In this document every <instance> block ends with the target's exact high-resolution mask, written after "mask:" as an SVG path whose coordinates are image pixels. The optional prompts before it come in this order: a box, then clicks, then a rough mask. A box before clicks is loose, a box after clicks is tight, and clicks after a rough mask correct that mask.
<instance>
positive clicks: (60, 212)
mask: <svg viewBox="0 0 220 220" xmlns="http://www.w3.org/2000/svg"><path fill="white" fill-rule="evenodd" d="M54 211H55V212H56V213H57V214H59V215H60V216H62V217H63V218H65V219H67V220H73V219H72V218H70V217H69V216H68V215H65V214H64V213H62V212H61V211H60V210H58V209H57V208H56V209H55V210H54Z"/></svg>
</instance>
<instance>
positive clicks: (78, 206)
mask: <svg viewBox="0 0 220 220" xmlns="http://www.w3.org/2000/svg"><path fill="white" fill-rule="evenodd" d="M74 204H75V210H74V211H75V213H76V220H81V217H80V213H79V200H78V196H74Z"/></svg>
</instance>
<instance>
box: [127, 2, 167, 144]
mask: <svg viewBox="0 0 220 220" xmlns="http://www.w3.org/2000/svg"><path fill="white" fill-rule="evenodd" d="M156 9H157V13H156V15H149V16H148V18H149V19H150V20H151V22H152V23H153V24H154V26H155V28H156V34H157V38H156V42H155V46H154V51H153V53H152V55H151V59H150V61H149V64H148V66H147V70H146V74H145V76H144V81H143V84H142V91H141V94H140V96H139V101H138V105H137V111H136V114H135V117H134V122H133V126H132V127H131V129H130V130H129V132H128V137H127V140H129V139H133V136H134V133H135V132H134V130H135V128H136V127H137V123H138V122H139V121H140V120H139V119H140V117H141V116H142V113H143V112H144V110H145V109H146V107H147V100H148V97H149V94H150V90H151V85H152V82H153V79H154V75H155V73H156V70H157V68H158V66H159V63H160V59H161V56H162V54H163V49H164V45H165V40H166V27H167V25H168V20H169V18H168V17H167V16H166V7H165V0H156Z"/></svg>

_ _ _

### The task:
Exactly as shown, give every record again.

### Exercise answer:
In this document every <instance> block ends with the target's exact high-resolution mask, written after "mask:" as an SVG path whose coordinates are image pixels. The optional prompts before it come in this order: a box, then clicks, then a rough mask. A box before clicks is loose, a box after clicks is tight, and clicks after a rough mask correct that mask.
<instance>
positive clicks: (60, 212)
mask: <svg viewBox="0 0 220 220" xmlns="http://www.w3.org/2000/svg"><path fill="white" fill-rule="evenodd" d="M54 211H55V212H56V213H57V214H59V215H60V216H62V217H63V218H65V219H67V220H73V219H72V218H70V217H69V216H68V215H65V214H64V213H62V212H61V211H60V210H58V209H57V208H56V209H55V210H54Z"/></svg>
</instance>
<instance>
positive clicks: (78, 206)
mask: <svg viewBox="0 0 220 220" xmlns="http://www.w3.org/2000/svg"><path fill="white" fill-rule="evenodd" d="M74 204H75V210H74V211H75V213H76V220H81V217H80V213H79V200H78V196H74Z"/></svg>
</instance>
<instance>
box: [127, 2, 167, 144]
mask: <svg viewBox="0 0 220 220" xmlns="http://www.w3.org/2000/svg"><path fill="white" fill-rule="evenodd" d="M156 9H157V13H156V15H149V16H148V18H149V19H150V20H151V22H152V23H153V24H154V26H155V28H156V34H157V38H156V42H155V46H154V51H153V53H152V55H151V59H150V61H149V64H148V66H147V70H146V74H145V76H144V81H143V84H142V91H141V94H140V96H139V101H138V105H137V111H136V114H135V117H134V122H133V126H132V127H131V129H130V130H129V132H128V137H127V140H129V139H133V136H134V133H135V132H134V130H135V128H136V127H137V123H138V122H139V121H140V120H139V119H140V117H141V116H142V113H143V112H144V110H145V109H146V107H147V100H148V97H149V94H150V90H151V85H152V82H153V79H154V75H155V73H156V70H157V68H158V66H159V63H160V59H161V56H162V54H163V49H164V45H165V40H166V27H167V25H168V20H169V18H168V17H167V16H166V7H165V0H156Z"/></svg>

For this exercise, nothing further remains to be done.